- Verilen metin -

---

Federasyon özerkliğini, kulüp bağımsızlığını kaybedecek
Eski Profesyonel Futbol Disiplin Kurulu Başkanı Avukat Hüseyin Karaahmetoğlu, federasyonların ve kulüp yönetimleri için köklü değişiklikler getiren Spor Kulüpleri Ve Spor Federasyonları Kanunu Ve Bazı Kanunlarda Değişiklik Yapılmasına Dair Kanun Tasarısı'nı Ajansspor için değerlendirdi. Karaahmetoğlu, yasa tasarısının ciddi sıkıntılar içerdiğini belirterek, Gençlik ve Spor Bakanlığı'nın kulüpler federasyon ve kulüpler üzerindeki gücünün artacağını söyledi.
TFF'ye müdahale yolu açılacak
Bu tasarı bu haliyle yasalaşırsa, 6222'deki gibi sadece belirli bir olaya veya belirli bir zamanda uygulanıp kanunların çöplüğünde yerini alacağını üzülerek görebiliyorum.
Tasarı kulüp yöneticiliği gerçeğinden bihaber. Spor ailesinin fertlerinin ve özellikle faal yöneticilerin görüşleri alınması lazımdı. Umarım kanunlaşma aşamasında bu eksiklik giderilir. TFF Başkanı Nihat Özdemir ve bazı kulüp başkanları da tasarıda önemli sıkıntıların olduğunu dile getirdi.
Tasarı bu haliyle yasallaşırsa özerk spor federasyonlarıyla yarı özek veya bakanlığa bağlı federasyonlar arasındaki ayırım kalkacak. Bu da en başta Türkiye Futbol Federasyonu'na (TFF) müdahale demek. Bu da TFF ile FIFA ve UEFA arasında ciddi sıkıntılara neden olur. Bu algıyıya mahal verecek düzenlemeden kaçınılması lazım.

---

- Görev tanımı -
Spor kulüpleri ve federasyonlarıyla ilgili kanun tasarısını ele alan yukarıdaki metni baştan sona hiçbir değişiklik yapmadan yeniden yazın. Bu kayıtlara çalışmada ihtiyaç yoktur.

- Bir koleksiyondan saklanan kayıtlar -
---

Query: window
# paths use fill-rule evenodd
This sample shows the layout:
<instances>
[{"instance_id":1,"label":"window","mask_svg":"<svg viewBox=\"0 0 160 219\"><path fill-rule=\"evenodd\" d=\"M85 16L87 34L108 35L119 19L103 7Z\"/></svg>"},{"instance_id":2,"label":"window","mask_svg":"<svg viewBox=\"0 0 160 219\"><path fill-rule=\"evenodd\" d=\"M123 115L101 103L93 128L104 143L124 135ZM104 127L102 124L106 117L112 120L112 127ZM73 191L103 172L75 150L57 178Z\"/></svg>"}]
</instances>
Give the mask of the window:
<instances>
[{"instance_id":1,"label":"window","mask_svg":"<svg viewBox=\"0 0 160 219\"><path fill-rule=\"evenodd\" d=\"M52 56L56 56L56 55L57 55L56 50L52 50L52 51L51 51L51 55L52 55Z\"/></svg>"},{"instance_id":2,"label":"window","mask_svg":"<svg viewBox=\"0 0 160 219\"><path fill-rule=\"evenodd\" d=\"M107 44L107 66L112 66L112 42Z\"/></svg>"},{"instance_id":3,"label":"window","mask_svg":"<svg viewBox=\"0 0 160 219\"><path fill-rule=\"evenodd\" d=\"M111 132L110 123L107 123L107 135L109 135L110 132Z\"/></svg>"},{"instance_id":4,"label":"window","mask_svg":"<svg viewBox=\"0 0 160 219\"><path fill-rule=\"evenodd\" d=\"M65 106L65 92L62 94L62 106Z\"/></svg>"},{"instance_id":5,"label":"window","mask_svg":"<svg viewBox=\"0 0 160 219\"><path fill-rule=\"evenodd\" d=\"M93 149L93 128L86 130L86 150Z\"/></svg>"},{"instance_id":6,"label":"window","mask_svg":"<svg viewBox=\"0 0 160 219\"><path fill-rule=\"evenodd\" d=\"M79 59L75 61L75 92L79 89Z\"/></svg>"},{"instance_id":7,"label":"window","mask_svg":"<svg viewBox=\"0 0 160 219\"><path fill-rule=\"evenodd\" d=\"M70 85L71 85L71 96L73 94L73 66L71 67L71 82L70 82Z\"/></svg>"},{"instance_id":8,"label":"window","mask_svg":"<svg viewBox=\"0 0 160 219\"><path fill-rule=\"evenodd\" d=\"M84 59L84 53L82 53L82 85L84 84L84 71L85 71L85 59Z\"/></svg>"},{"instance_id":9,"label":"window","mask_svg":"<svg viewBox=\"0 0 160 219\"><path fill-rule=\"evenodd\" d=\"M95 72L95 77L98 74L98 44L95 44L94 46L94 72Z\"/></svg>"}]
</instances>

---

- Alıştırmanın çözümü -
Federasyon özerkliğini, kulüp bağımsızlığını kaybedecek
Eski Profesyonel Futbol Disiplin Kurulu Başkanı Avukat Hüseyin Karaahmetoğlu, federasyonların ve kulüp yönetimleri için köklü değişiklikler getiren Spor Kulüpleri Ve Spor Federasyonları Kanunu Ve Bazı Kanunlarda Değişiklik Yapılmasına Dair Kanun Tasarısı'nı Ajansspor için değerlendirdi. Karaahmetoğlu, yasa tasarısının ciddi sıkıntılar içerdiğini belirterek, Gençlik ve Spor Bakanlığı'nın kulüpler federasyon ve kulüpler üzerindeki gücünün artacağını söyledi.
TFF'ye müdahale yolu açılacak
Bu tasarı bu haliyle yasalaşırsa, 6222'deki gibi sadece belirli bir olaya veya belirli bir zamanda uygulanıp kanunların çöplüğünde yerini alacağını üzülerek görebiliyorum.
Tasarı kulüp yöneticiliği gerçeğinden bihaber. Spor ailesinin fertlerinin ve özellikle faal yöneticilerin görüşleri alınması lazımdı. Umarım kanunlaşma aşamasında bu eksiklik giderilir. TFF Başkanı Nihat Özdemir ve bazı kulüp başkanları da tasarıda önemli sıkıntıların olduğunu dile getirdi.
Tasarı bu haliyle yasallaşırsa özerk spor federasyonlarıyla yarı özek veya bakanlığa bağlı federasyonlar arasındaki ayırım kalkacak. Bu da en başta Türkiye Futbol Federasyonu'na (TFF) müdahale demek. Bu da TFF ile FIFA ve UEFA arasında ciddi sıkıntılara neden olur. Bu algıyıya mahal verecek düzenlemeden kaçınılması lazım.